▶ _WHAT THE EXERCISE ASKS_: Copy out every line in the items below that contains the string "rough", matching case exactly.

────────────────────────────────────────

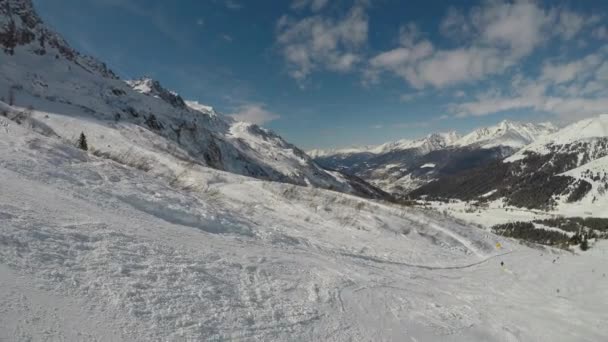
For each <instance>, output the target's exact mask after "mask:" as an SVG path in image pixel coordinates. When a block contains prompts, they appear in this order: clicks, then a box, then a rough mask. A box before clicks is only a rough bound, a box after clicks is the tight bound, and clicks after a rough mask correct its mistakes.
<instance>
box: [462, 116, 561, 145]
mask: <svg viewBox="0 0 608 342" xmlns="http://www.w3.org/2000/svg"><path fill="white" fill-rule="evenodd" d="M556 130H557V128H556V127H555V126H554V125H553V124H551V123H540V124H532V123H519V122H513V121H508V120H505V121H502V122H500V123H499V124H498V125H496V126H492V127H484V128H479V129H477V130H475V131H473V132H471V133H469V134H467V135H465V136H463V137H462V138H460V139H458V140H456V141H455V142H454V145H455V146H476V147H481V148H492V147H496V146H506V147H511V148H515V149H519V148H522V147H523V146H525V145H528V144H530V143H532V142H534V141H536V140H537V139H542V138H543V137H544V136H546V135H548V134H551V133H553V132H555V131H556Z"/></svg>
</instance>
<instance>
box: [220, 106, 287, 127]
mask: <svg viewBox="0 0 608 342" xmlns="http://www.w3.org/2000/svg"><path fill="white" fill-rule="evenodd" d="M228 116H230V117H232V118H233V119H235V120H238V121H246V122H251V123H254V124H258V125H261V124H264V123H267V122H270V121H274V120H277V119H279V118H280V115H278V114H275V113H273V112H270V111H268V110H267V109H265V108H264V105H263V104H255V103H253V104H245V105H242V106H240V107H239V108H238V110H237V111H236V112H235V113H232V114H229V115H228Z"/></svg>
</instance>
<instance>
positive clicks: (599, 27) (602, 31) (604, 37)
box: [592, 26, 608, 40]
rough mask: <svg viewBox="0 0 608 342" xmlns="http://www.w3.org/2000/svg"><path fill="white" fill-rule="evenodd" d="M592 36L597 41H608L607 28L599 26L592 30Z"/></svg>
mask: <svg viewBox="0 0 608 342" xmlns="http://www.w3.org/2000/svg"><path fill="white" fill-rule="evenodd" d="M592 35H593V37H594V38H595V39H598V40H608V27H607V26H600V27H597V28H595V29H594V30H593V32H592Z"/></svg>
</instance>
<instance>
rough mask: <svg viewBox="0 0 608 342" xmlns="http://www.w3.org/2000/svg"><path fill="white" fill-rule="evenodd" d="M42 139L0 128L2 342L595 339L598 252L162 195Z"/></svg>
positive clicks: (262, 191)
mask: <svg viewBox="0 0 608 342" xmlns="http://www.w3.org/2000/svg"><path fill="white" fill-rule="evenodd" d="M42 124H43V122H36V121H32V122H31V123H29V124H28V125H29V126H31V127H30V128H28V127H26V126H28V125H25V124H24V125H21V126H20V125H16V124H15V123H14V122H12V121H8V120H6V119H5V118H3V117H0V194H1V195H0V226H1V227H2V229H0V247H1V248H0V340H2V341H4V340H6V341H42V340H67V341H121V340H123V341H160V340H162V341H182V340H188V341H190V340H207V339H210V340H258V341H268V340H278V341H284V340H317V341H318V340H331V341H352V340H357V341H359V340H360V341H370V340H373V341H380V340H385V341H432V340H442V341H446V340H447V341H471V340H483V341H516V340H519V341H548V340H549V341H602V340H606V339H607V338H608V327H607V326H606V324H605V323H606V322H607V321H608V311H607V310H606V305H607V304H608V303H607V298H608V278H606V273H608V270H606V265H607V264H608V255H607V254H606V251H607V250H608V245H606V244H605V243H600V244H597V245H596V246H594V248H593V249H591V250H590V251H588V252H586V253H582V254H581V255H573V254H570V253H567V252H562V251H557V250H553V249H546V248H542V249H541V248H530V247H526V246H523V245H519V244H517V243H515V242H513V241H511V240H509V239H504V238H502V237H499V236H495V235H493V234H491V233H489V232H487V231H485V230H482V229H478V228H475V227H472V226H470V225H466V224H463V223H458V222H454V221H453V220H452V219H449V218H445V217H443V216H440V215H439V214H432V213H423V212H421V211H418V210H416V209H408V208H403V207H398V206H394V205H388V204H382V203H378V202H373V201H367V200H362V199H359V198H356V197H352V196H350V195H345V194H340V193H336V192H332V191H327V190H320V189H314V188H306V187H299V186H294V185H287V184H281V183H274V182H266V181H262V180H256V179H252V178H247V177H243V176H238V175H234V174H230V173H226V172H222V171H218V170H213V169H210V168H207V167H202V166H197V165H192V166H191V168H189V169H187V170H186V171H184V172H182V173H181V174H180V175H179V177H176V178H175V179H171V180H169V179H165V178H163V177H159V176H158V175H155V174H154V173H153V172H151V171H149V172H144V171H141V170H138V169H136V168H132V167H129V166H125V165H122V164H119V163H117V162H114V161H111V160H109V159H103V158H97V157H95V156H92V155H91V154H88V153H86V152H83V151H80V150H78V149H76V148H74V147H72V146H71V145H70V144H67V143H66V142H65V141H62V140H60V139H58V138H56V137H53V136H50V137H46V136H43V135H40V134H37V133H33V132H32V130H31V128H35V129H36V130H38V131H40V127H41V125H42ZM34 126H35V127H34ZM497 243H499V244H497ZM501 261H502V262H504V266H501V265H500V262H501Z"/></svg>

────────────────────────────────────────

▶ _RESULT BELOW_:
For each <instance>, output the target's exact mask after "mask:" as an SVG path in image pixel coordinates. When a block contains prompts, they appear in this order: clicks, then a box, then a rough mask. A box before clicks is only a rough bound, a box after clicks is the tight bound, and clicks after a rough mask correct its mistakes.
rough mask: <svg viewBox="0 0 608 342" xmlns="http://www.w3.org/2000/svg"><path fill="white" fill-rule="evenodd" d="M592 36L597 41H608L607 28L599 26L592 30Z"/></svg>
rough mask: <svg viewBox="0 0 608 342" xmlns="http://www.w3.org/2000/svg"><path fill="white" fill-rule="evenodd" d="M42 139L0 128L2 342L595 339L598 252L162 195Z"/></svg>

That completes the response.